_Text under study:_

=-=-=-=-=

Ephesians 2:10

Preacher

Bruce MacLeod

Date
Jan. 7, 2018
Time
11:00

Transcription

Disclaimer: this is an automatically generated machine transcription - there may be small errors or mistranscriptions. Please refer to the original audio if you are in any doubt.

[0:00] On the first Lord's Day of 2018, it's natural to think and to ask what this new year will hold in store for us.

[0:22] I'm sure there will be times of joy and times of sadness. There will be times of good health, there will be times of bad health.

[0:35] Times when relationships with those who are closest to us are strong, sometimes perhaps when they'll be strained. There will be times of opportunities and setbacks as well.

[0:49] And what I wanted to do this morning, wanted to share with you, are some thoughts from the final verse in the passage that we read together, in verse 10.

[1:03] And to use that as a way to set the context against which we'll face all of these things in 2018. Now, of course, there are many passages that we could have taken and could have used in a similar way to set that context, to set that perspective.

[1:26] But I found, as I was thinking about what was on my heart to share, I found verse 10 particularly helpful. And so I wanted to share some thoughts with you on it.

[1:39] For we are God's workmanship, created in Christ Jesus to do good works, which God prepared in advance for us to do.

[1:54] Now, there's perhaps nothing particularly new or difficult that requires a theological understanding of what's being said. In many ways, it's pretty straightforward.

[2:05] And when we've been in church for many years, we've heard lots of sermons. Perhaps it's not new things that we're coming to learn, but to be reminded of truths that we already know.

[2:20] And to think about the difference that that truth makes in our day-to-day lives when we come across different circumstances, how we will respond to them. For we are God's workmanship, created in Christ Jesus to do good works, which God prepared in advance for us to do.

[2:44] So if we break that down into its component parts and start with this phrase, for we are God's workmanship, created in Christ Jesus.

[2:55] Now, the scriptures use different words to describe what it means to be in Christ, different words to describe what God has done for us.

[3:07] In chapter 1, Paul refers to the believers as saints. In other words, those who have been set apart to God, those who are wholly devoted to God.

[3:18] And he refers to them as having been adopted, which obviously speaks about the family relationship, God as our heavenly Father and us as his children.

[3:32] And he speaks about the redemption that we have, thinking back to this idea of slavery and there's the great Old Testament example of people being brought out of slavery in Egypt.

[3:43] But here in verse 10, Paul describes us in a different way, thinking about our hearts and our minds.

[3:54] And he says that we are God's workmanship and that we have been created in Christ Jesus. Not obviously in a physical sense, but in a spiritual sense. Because God has changed our thinking and he's changed our desires.

=-=-=-=-=

_Input data:_
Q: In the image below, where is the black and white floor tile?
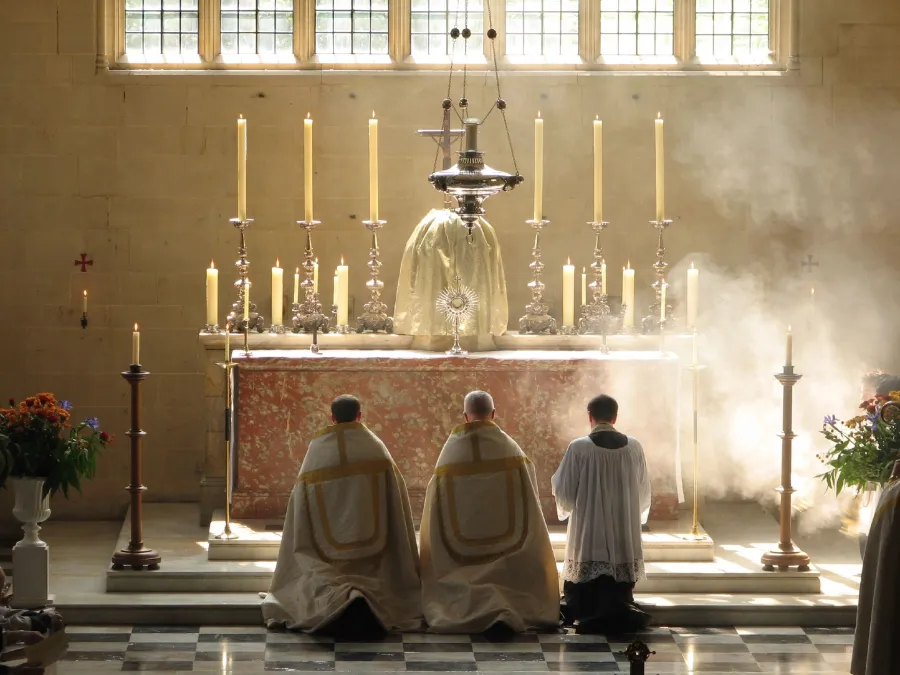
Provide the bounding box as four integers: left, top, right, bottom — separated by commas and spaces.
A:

=-=-=-=-=

_What you should do:_
Translate this sentence from the sermon transcript into Spanish: "There will be times of opportunities and setbacks as well."

_Solution:_
También habrá momentos de oportunidades y de contratiempos.